• [Data supplied]

-- begin --

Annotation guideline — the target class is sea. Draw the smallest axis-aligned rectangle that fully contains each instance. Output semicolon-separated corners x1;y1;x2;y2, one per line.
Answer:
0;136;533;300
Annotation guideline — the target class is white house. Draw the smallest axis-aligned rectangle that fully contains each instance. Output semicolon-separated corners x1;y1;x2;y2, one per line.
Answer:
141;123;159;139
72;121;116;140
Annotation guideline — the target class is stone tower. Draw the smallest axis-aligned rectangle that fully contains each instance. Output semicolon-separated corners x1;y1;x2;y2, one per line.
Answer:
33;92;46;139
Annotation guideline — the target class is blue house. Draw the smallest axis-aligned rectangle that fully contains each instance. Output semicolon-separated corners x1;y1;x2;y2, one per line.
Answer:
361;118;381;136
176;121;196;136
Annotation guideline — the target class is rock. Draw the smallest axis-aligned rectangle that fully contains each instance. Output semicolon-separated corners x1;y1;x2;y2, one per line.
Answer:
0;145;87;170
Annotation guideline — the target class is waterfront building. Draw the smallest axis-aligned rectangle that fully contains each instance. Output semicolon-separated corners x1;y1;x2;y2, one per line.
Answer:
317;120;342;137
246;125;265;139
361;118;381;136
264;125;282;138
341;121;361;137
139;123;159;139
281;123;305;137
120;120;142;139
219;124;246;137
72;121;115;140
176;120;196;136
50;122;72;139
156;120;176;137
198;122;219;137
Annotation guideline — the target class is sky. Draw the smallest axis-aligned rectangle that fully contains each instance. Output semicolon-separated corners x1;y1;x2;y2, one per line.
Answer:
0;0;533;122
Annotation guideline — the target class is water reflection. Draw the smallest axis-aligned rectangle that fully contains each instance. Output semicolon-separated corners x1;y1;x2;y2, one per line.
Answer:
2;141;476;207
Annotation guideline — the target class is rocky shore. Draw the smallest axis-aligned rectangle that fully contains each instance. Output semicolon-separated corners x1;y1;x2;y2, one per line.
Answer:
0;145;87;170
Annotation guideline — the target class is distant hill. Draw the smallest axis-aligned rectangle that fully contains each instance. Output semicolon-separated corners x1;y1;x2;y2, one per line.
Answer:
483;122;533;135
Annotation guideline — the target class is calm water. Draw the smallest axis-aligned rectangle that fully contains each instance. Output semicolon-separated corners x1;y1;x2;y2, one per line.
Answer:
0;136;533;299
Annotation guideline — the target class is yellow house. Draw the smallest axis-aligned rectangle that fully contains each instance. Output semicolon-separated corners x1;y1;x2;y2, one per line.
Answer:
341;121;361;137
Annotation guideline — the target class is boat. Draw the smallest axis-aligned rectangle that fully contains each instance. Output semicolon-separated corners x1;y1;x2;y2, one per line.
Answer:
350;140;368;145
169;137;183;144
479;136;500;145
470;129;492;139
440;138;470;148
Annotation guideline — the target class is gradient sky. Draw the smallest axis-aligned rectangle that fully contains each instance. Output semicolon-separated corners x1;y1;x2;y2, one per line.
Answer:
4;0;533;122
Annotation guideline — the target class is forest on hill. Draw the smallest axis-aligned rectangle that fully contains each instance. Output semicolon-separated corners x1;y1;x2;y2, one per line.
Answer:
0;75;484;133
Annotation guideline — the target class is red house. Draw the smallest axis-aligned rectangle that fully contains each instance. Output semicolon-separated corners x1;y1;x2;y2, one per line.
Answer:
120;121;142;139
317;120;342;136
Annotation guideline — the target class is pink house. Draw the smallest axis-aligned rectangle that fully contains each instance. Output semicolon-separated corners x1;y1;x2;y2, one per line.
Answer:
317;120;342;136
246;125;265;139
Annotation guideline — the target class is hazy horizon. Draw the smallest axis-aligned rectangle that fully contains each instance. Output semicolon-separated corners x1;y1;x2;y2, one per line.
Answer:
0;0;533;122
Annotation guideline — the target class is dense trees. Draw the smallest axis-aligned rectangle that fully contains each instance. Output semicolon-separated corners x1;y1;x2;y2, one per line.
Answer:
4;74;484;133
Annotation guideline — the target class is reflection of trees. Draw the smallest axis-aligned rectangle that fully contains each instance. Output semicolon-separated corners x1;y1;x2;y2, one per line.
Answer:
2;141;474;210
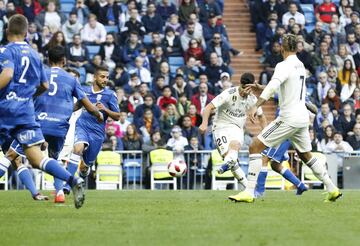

-- end --

• [What to do] Reproduce the data starting at the line that contains "Annotation guideline — the target class is hazy" and ending at the line that contains "4;74;484;133". Add 150 to every coordinate in the answers, and keep all other lines unchanged.

• [Problem solution]
Annotation guideline — the target class is hazy horizon. Draw the smallest axis-aligned rectangle that fully contains each instance. Output semicolon-separated corners x1;y1;x2;y2, one per line.
Answer:
150;150;683;272
Annotation guideline — the target class is dense trees. Draw the smallest axis-aligned rectangle that fully contains each instance. Output semicolon-separated corners x1;y1;x2;y2, one per line.
Answer:
154;224;634;283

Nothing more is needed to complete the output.